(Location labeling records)
——

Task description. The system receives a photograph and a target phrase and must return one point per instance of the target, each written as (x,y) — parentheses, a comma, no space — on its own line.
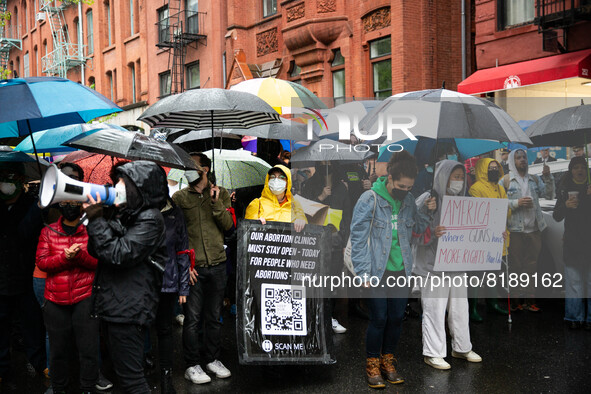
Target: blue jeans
(385,317)
(39,290)
(577,281)
(204,306)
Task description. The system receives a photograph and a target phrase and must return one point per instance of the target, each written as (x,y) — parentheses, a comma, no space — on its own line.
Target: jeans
(28,309)
(385,318)
(577,282)
(39,290)
(204,305)
(67,324)
(126,346)
(164,317)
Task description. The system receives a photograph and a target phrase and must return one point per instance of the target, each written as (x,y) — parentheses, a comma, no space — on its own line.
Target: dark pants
(66,324)
(204,306)
(385,317)
(126,346)
(164,317)
(27,308)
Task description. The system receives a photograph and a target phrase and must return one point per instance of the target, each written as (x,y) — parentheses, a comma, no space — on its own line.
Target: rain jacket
(426,245)
(484,189)
(372,260)
(206,223)
(127,284)
(536,190)
(268,208)
(68,281)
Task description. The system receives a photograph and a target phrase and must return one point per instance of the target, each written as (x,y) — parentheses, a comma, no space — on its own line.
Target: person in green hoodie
(382,226)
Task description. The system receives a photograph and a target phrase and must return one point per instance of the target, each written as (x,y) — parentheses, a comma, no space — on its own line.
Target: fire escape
(555,15)
(10,37)
(179,29)
(65,54)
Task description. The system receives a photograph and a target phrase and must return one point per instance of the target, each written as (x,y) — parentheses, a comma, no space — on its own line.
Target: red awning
(547,69)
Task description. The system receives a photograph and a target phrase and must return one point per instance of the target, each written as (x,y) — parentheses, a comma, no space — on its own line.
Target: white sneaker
(471,356)
(196,375)
(337,328)
(437,362)
(218,369)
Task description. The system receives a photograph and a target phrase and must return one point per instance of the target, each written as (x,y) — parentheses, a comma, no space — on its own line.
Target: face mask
(493,176)
(70,213)
(455,187)
(121,196)
(277,186)
(398,194)
(8,190)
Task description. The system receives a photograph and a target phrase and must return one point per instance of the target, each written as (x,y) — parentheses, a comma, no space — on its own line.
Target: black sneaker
(103,383)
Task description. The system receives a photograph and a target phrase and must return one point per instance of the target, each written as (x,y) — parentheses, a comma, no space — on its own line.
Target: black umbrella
(133,146)
(210,109)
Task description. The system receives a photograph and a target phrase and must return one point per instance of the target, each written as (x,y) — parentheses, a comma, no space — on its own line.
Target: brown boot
(388,370)
(374,377)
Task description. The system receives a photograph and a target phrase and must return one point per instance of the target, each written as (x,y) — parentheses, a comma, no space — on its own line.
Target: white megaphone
(57,187)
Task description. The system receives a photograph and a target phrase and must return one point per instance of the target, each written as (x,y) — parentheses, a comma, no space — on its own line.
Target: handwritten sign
(473,240)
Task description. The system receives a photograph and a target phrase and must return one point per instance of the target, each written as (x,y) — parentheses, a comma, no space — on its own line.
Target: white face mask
(121,196)
(455,187)
(7,188)
(277,186)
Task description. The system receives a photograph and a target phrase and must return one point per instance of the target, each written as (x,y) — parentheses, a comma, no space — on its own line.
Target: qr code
(283,310)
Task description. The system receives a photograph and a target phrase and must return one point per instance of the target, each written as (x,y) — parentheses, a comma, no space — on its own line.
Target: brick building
(139,50)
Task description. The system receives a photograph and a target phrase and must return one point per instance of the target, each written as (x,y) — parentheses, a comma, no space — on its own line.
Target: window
(26,65)
(338,77)
(193,80)
(381,63)
(89,32)
(269,7)
(165,84)
(164,30)
(515,12)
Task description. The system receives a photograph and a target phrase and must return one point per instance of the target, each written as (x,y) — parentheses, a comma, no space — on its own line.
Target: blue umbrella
(423,148)
(51,140)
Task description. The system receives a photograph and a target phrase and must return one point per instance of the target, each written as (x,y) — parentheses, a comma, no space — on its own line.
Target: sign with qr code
(279,320)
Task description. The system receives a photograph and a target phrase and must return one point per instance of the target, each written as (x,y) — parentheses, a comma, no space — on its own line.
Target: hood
(150,180)
(267,192)
(482,169)
(511,161)
(443,170)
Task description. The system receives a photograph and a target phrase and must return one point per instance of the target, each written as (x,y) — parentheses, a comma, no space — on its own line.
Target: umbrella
(40,103)
(51,140)
(210,108)
(567,127)
(133,146)
(441,113)
(31,168)
(280,93)
(328,150)
(238,168)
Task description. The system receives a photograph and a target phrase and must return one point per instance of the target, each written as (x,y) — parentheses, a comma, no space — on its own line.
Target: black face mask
(398,194)
(70,213)
(493,176)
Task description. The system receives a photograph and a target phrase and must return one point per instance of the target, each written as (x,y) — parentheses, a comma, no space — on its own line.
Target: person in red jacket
(62,254)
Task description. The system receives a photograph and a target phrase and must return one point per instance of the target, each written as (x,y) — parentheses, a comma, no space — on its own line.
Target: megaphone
(57,187)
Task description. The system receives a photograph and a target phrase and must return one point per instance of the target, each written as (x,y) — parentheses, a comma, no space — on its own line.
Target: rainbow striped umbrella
(279,93)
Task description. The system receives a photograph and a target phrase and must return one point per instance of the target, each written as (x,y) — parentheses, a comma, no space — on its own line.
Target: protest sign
(473,239)
(279,321)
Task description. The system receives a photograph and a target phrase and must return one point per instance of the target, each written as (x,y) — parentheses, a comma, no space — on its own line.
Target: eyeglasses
(71,203)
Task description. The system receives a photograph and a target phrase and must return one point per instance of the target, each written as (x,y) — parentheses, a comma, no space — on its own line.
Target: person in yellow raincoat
(488,174)
(276,203)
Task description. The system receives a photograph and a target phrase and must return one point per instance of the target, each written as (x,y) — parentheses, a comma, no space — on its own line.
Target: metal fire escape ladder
(9,38)
(65,55)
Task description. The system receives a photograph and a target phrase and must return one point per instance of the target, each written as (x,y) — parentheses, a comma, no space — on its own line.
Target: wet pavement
(536,353)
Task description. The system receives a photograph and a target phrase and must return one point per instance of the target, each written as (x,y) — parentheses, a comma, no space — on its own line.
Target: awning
(547,69)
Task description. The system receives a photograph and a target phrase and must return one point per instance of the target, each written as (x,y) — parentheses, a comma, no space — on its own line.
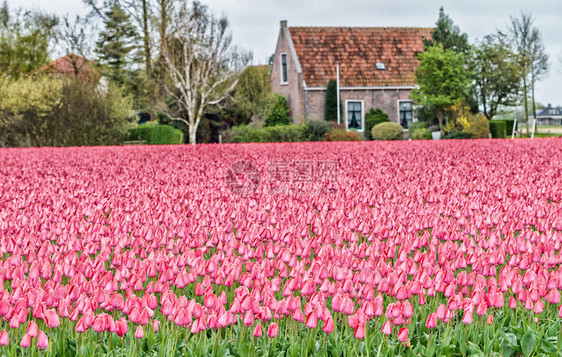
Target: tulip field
(419,248)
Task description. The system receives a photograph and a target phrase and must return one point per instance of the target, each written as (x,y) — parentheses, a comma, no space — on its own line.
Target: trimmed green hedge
(388,131)
(272,134)
(156,134)
(509,124)
(458,135)
(316,130)
(497,128)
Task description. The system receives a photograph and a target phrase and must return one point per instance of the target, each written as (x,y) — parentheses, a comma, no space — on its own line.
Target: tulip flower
(387,328)
(139,332)
(272,330)
(258,331)
(403,334)
(25,341)
(42,340)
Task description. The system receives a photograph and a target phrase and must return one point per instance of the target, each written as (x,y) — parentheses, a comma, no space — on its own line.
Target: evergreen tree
(280,112)
(116,44)
(448,34)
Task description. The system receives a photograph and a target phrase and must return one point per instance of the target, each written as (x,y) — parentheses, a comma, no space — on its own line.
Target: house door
(354,115)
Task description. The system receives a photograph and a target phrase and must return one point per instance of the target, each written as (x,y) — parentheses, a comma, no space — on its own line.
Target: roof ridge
(362,27)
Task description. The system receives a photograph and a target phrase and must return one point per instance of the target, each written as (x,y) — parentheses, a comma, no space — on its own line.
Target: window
(284,77)
(355,115)
(406,114)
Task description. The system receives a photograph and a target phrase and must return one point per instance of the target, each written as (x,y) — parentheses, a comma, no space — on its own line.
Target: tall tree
(202,66)
(26,39)
(116,43)
(531,54)
(253,92)
(448,34)
(442,80)
(496,74)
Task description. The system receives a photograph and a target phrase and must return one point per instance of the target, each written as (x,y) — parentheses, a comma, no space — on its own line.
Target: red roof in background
(72,65)
(358,49)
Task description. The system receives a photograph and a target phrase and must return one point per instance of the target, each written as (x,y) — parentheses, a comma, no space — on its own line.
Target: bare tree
(202,66)
(533,59)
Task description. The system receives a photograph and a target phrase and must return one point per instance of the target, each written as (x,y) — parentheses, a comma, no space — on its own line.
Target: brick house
(376,64)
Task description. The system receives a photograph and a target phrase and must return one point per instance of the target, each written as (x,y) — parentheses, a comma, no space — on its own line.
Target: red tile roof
(72,66)
(358,49)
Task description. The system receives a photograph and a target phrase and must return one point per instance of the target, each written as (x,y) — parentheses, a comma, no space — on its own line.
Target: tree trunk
(148,59)
(526,104)
(192,134)
(163,26)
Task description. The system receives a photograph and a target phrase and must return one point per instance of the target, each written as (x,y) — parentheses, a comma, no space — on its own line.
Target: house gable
(362,53)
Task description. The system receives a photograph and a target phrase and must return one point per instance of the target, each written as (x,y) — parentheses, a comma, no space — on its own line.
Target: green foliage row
(418,131)
(48,111)
(479,126)
(372,118)
(316,130)
(497,128)
(458,135)
(341,134)
(280,112)
(156,134)
(280,133)
(387,131)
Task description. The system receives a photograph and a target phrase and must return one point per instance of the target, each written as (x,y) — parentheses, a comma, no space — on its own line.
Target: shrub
(509,124)
(280,133)
(372,118)
(280,111)
(284,133)
(316,130)
(479,126)
(53,111)
(458,135)
(156,134)
(388,131)
(497,128)
(418,131)
(421,134)
(340,134)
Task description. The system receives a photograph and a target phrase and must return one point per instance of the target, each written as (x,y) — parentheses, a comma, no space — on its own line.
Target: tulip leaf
(528,343)
(548,347)
(554,329)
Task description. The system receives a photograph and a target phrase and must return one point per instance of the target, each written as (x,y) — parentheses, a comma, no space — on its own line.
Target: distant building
(73,66)
(549,116)
(377,70)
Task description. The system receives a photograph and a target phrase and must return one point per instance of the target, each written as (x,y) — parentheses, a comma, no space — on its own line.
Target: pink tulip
(403,334)
(32,328)
(42,340)
(328,325)
(359,332)
(272,330)
(4,338)
(139,333)
(387,328)
(258,331)
(51,318)
(25,341)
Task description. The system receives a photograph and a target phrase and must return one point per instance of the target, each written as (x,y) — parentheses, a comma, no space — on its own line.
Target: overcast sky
(255,23)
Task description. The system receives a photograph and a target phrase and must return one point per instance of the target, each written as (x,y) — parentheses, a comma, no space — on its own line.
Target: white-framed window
(405,113)
(284,73)
(354,118)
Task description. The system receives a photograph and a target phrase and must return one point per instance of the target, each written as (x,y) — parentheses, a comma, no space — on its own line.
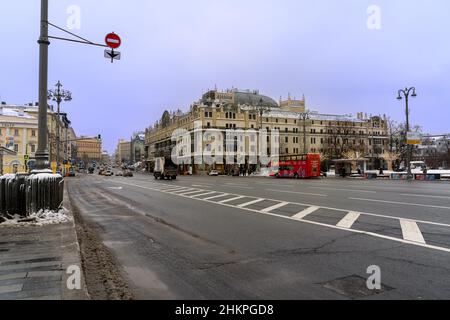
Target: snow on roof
(14,112)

——

EXERCISE REQUIREMENTS → Pull out each line from the rows above that contains the word "person", and copy it unchanged.

WRITTEN ANSWER →
Target: person in green hoodie
Target: person in red jacket
Target: person in yellow raincoat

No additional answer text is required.